Not too long after these revelations struck me, the wall looked like this:

And then like this:

I really began having second thoughts here (which I guess were third and fourth thoughts by now) because I hated the way the window looked without any detailing and I was afraid that I had made a dreadful decorating mistake and that it would look this way forever.

I was wrong.  They just hadn't put the side windows in yet.  And now we have this, which I love.

It's got a nice, deep window seat.  Perfect for this:

And this:

We even have a reading chair, which is mine.  ALL MINE.

Mine.  Don't even think of sitting here.
That's all I have to say about that. 

The garden has been less of a failure than in years past.  Sort of.  I did keep it weeded, and the asparagus patch we planted in the spring looks very green and vital.  My cukes, however, were an abysmal failure, as were my squashes.  Cabbages, which are there only to provide volleyballs to entertain the chickens in the winter (no lie-- we hang them in the middle of the run and they peck them; keeps them busy for hours), still look distinctly un-cabbagelike.  More a collection of leaves than a head of cabbage.  Peppers are coming in with a vengeance, but the raw ones make me barfy so I roasted the first batch and we'll see how things go from there.  We got some gourds and it looks like my eggplant plant (that feels like a stutter, doesn't it?) is hosting a revival; now I just have to figure out what to do with some late season white eggplants. Tomatoes are taking over, which always bothers me because I feel obligated to cook them, but I never get around to it and I just end up weighed down by the additional guilt.

********************

● Given problem A
Collect every line of the listing below that contains the string "backpack", treating uppercase and lowercase letters as distinct.

● Material shown
********************

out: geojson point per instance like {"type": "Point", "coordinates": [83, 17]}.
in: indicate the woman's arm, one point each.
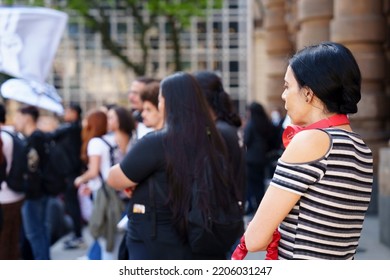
{"type": "Point", "coordinates": [305, 147]}
{"type": "Point", "coordinates": [274, 207]}
{"type": "Point", "coordinates": [118, 180]}
{"type": "Point", "coordinates": [92, 172]}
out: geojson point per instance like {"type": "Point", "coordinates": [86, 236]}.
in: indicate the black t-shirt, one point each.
{"type": "Point", "coordinates": [236, 155]}
{"type": "Point", "coordinates": [145, 164]}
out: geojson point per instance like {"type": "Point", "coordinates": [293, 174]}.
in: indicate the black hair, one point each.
{"type": "Point", "coordinates": [31, 111]}
{"type": "Point", "coordinates": [125, 119]}
{"type": "Point", "coordinates": [191, 141]}
{"type": "Point", "coordinates": [217, 98]}
{"type": "Point", "coordinates": [2, 120]}
{"type": "Point", "coordinates": [3, 113]}
{"type": "Point", "coordinates": [77, 108]}
{"type": "Point", "coordinates": [260, 120]}
{"type": "Point", "coordinates": [150, 93]}
{"type": "Point", "coordinates": [332, 73]}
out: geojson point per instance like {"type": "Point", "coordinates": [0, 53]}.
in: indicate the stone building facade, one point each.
{"type": "Point", "coordinates": [285, 26]}
{"type": "Point", "coordinates": [362, 25]}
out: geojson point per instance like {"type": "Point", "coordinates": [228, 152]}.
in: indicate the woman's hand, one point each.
{"type": "Point", "coordinates": [129, 191]}
{"type": "Point", "coordinates": [78, 181]}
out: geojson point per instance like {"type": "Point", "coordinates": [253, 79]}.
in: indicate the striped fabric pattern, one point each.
{"type": "Point", "coordinates": [335, 191]}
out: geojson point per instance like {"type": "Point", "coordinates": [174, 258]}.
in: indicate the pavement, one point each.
{"type": "Point", "coordinates": [370, 247]}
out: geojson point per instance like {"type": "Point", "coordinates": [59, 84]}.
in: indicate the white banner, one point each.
{"type": "Point", "coordinates": [29, 38]}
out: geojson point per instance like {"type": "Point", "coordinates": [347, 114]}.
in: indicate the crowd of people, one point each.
{"type": "Point", "coordinates": [183, 133]}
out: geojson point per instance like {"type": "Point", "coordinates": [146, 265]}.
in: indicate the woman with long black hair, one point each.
{"type": "Point", "coordinates": [160, 169]}
{"type": "Point", "coordinates": [259, 139]}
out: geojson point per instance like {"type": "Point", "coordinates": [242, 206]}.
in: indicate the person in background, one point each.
{"type": "Point", "coordinates": [260, 138]}
{"type": "Point", "coordinates": [228, 123]}
{"type": "Point", "coordinates": [10, 201]}
{"type": "Point", "coordinates": [68, 135]}
{"type": "Point", "coordinates": [122, 126]}
{"type": "Point", "coordinates": [158, 163]}
{"type": "Point", "coordinates": [95, 153]}
{"type": "Point", "coordinates": [152, 117]}
{"type": "Point", "coordinates": [134, 96]}
{"type": "Point", "coordinates": [322, 185]}
{"type": "Point", "coordinates": [35, 205]}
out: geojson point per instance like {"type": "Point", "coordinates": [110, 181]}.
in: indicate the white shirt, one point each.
{"type": "Point", "coordinates": [97, 147]}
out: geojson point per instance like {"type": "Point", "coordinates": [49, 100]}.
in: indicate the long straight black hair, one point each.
{"type": "Point", "coordinates": [192, 142]}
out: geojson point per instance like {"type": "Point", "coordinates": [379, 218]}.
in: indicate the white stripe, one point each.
{"type": "Point", "coordinates": [290, 181]}
{"type": "Point", "coordinates": [343, 175]}
{"type": "Point", "coordinates": [350, 164]}
{"type": "Point", "coordinates": [351, 153]}
{"type": "Point", "coordinates": [327, 242]}
{"type": "Point", "coordinates": [364, 150]}
{"type": "Point", "coordinates": [338, 205]}
{"type": "Point", "coordinates": [318, 250]}
{"type": "Point", "coordinates": [300, 174]}
{"type": "Point", "coordinates": [346, 186]}
{"type": "Point", "coordinates": [336, 225]}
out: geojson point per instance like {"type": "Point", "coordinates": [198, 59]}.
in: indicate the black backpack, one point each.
{"type": "Point", "coordinates": [217, 233]}
{"type": "Point", "coordinates": [56, 169]}
{"type": "Point", "coordinates": [16, 177]}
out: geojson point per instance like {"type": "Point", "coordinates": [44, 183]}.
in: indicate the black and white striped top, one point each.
{"type": "Point", "coordinates": [335, 191]}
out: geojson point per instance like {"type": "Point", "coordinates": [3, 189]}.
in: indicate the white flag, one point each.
{"type": "Point", "coordinates": [29, 38]}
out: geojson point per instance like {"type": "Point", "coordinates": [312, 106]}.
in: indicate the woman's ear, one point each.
{"type": "Point", "coordinates": [308, 94]}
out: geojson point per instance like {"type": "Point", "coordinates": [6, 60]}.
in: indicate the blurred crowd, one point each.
{"type": "Point", "coordinates": [100, 138]}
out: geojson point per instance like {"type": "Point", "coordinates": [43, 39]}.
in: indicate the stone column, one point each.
{"type": "Point", "coordinates": [360, 25]}
{"type": "Point", "coordinates": [314, 17]}
{"type": "Point", "coordinates": [278, 48]}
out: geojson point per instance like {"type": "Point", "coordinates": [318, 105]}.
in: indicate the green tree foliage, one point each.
{"type": "Point", "coordinates": [177, 13]}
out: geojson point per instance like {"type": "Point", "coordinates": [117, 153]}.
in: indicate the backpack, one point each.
{"type": "Point", "coordinates": [217, 233]}
{"type": "Point", "coordinates": [56, 169]}
{"type": "Point", "coordinates": [113, 151]}
{"type": "Point", "coordinates": [16, 176]}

********************

● Given problem B
Quote in full the passage above about the new window and the garden, reproducing it word for word.

● Written reply A
in: indicate the black backpack, one point each.
in: indicate the backpack, one point each.

● Written reply B
Not too long after these revelations struck me, the wall looked like this:

And then like this:

I really began having second thoughts here (which I guess were third and fourth thoughts by now) because I hated the way the window looked without any detailing and I was afraid that I had made a dreadful decorating mistake and that it would look this way forever.

I was wrong.  They just hadn't put the side windows in yet.  And now we have this, which I love.

It's got a nice, deep window seat.  Perfect for this:

And this:

We even have a reading chair, which is mine.  ALL MINE.

Mine.  Don't even think of sitting here.
That's all I have to say about that. 

The garden has been less of a failure than in years past.  Sort of.  I did keep it weeded, and the asparagus patch we planted in the spring looks very green and vital.  My cukes, however, were an abysmal failure, as were my squashes.  Cabbages, which are there only to provide volleyballs to entertain the chickens in the winter (no lie-- we hang them in the middle of the run and they peck them; keeps them busy for hours), still look distinctly un-cabbagelike.  More a collection of leaves than a head of cabbage.  Peppers are coming in with a vengeance, but the raw ones make me barfy so I roasted the first batch and we'll see how things go from there.  We got some gourds and it looks like my eggplant plant (that feels like a stutter, doesn't it?) is hosting a revival; now I just have to figure out what to do with some late season white eggplants. Tomatoes are taking over, which always bothers me because I feel obligated to cook them, but I never get around to it and I just end up weighed down by the additional guilt.